◆ Brief
Present the lines of the records below as a numbered list, omitting any blank lines. Begin at the line that contains "In this exercise you will find the blonde" and stop after the line that contains "[(272, 101)]", including both of those lines.

◆ Task input
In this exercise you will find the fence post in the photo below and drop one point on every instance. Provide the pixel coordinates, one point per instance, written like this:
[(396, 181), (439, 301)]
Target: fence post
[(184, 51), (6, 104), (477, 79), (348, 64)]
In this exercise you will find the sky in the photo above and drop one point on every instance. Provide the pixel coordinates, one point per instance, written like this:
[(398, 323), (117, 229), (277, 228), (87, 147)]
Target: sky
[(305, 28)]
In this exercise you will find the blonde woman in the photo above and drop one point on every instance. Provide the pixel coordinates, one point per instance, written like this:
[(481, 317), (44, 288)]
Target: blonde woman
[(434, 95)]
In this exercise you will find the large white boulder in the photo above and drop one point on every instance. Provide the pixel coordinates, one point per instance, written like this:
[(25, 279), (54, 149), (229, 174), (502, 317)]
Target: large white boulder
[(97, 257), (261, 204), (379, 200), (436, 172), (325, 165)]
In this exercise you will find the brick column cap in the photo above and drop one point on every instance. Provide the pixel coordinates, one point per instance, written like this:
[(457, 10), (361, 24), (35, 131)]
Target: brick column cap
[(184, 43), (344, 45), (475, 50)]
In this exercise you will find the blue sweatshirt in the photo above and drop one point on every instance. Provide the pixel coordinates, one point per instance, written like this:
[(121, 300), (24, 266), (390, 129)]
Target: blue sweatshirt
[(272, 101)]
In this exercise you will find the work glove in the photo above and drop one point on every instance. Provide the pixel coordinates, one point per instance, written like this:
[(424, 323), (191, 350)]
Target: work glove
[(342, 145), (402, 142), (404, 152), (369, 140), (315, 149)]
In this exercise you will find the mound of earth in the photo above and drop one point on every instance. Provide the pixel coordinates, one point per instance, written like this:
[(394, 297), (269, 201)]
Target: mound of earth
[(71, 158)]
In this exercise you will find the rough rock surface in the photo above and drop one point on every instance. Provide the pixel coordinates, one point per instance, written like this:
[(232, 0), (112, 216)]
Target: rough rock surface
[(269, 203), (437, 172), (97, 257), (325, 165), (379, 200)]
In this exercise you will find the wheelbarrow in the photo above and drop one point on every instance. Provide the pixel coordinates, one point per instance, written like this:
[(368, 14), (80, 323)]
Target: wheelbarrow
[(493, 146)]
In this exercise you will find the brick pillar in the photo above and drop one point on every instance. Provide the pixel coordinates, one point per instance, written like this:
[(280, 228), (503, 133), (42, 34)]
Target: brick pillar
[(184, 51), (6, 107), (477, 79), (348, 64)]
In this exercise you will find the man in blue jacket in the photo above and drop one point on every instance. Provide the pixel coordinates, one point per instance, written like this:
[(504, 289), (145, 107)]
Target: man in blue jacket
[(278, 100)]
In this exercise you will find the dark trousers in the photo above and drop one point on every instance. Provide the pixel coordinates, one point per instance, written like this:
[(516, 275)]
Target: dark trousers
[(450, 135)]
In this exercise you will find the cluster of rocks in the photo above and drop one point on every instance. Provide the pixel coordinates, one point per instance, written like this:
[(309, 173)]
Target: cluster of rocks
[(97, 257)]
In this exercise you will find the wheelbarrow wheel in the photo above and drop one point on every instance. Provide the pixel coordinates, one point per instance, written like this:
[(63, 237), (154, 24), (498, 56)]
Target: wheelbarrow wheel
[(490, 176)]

◆ Result for this task
1. In this exercise you will find the blonde woman in the photo above and drop one point on every instance. Provide the pixel coordinates, one point per instance, written like this:
2. [(481, 317), (44, 288)]
3. Target: blonde woman
4. [(434, 95)]
5. In this exercise you will find the large white boulder in the photo above and drop one point on every instance. Provide the pixel coordinates, one point per instance, written like this:
6. [(25, 279), (54, 149), (229, 174), (502, 317)]
7. Target: large white boulder
8. [(97, 257), (261, 204), (379, 200), (436, 172), (325, 165)]
9. In this exercise you will find the brick column cap in the photo above and drop one point on every instance. Provide the pixel coordinates, one point per instance, written like this:
10. [(457, 10), (361, 24), (35, 131)]
11. Target: brick column cap
12. [(184, 43), (344, 45), (475, 50)]
13. In this exercise you will find the blue sweatshirt in the photo above and drop one point on every instance. Provide the pixel coordinates, one point per instance, written like this:
14. [(121, 300), (24, 266), (390, 129)]
15. Target: blue sweatshirt
16. [(272, 101)]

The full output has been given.